• Texto:
****************************************

Foi advertido publicamente pelo prefeito da cidade por não ter se vacinado contra a covid-19; ironizado, também publicamente e devido ao mesmo motivo, pelo primeiro-ministro da Inglaterra; forçado a comer pedaços de pizza no meio da rua (os restaurantes nova-iorquinos recusam clientes não vacinados) e vaiado e chamado de golpista por manifestantes.
Em uma dessas trocas de insultos, o ministro da Saúde, Marcelo Queiroga, partiu para a luta com gestos obscenos.
Tamanha balbúrdia pode ter afetado o comportamento equilibrado do presidente.
Tanto que ao discursar jogou fora de vez as ponderações dos diplomatas e iniciou um profundo e delirante mergulho em um Brasil que conserva em sua realidade paralela.
Sobraram omissões, falácias e mentiras.
Logo no início de sua peroração Bolsonaro anunciou que, no seu mandato, a corrupção foi banida do País.

****************************************

Dados registrados:
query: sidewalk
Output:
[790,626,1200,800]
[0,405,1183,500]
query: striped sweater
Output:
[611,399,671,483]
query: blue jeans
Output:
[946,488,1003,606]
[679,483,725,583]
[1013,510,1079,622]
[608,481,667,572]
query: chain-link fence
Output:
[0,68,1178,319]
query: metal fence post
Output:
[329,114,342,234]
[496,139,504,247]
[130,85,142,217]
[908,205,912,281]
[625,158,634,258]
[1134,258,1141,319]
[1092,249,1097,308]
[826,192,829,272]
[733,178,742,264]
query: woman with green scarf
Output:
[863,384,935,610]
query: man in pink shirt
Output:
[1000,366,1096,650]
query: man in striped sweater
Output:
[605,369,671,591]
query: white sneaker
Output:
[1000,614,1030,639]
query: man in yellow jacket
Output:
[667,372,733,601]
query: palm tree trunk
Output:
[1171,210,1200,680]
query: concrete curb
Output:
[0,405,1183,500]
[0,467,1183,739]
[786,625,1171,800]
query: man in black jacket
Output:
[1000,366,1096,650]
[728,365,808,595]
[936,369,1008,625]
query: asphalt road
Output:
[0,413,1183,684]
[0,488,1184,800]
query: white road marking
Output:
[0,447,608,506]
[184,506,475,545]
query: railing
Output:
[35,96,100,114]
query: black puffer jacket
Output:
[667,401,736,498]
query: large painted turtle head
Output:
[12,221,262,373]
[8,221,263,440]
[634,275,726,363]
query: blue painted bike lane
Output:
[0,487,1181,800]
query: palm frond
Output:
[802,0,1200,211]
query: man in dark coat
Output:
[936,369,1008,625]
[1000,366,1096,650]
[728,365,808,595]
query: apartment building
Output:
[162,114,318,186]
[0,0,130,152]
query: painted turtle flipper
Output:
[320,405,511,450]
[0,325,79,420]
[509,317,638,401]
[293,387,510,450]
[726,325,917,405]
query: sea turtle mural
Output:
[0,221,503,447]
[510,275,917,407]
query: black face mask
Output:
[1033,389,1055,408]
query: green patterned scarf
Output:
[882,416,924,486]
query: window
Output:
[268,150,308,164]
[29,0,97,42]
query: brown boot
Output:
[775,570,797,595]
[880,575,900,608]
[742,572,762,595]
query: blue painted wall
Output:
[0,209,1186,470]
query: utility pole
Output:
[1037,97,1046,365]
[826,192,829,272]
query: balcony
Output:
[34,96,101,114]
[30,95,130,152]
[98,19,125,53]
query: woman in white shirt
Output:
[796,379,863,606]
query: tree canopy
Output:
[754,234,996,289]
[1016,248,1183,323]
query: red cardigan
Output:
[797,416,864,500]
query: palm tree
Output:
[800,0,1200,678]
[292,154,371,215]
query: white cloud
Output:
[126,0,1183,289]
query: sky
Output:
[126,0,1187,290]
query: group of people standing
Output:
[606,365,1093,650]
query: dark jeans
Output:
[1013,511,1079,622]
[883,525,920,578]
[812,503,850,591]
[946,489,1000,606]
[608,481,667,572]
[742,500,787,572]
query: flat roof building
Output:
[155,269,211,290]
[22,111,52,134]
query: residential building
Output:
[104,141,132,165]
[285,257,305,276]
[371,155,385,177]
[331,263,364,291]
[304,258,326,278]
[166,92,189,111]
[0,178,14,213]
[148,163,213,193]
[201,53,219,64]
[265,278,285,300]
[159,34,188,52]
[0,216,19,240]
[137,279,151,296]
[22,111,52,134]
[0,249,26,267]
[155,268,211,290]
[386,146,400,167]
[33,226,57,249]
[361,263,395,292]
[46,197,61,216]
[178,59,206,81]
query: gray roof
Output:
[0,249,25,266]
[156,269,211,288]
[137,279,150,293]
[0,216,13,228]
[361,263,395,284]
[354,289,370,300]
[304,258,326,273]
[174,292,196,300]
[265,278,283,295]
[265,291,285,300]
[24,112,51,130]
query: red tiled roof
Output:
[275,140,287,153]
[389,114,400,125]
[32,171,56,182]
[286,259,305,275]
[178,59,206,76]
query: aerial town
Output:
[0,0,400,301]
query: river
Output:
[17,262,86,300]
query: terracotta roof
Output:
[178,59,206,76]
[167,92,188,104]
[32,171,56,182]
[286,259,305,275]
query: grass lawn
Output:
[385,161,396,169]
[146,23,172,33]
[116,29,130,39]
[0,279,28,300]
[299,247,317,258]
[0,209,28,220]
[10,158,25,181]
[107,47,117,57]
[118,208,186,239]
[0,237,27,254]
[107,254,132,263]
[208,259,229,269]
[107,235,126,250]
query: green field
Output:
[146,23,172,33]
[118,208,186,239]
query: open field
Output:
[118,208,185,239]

****************************************

• O que fazer:
**A.** No texto sobre Bolsonaro, quem partiu para a luta com gestos obscenos em uma das trocas de insultos?
**B.** Reproduza literalmente o trecho do texto que começa em "Em uma dessas" e segue até "equilibrado do presidente.".

• Respostas:
**A.** O ministro da Saúde, Marcelo Queiroga.

**B.**
Em uma dessas trocas de insultos, o ministro da Saúde, Marcelo Queiroga, partiu para a luta com gestos obscenos.
Tamanha balbúrdia pode ter afetado o comportamento equilibrado do presidente.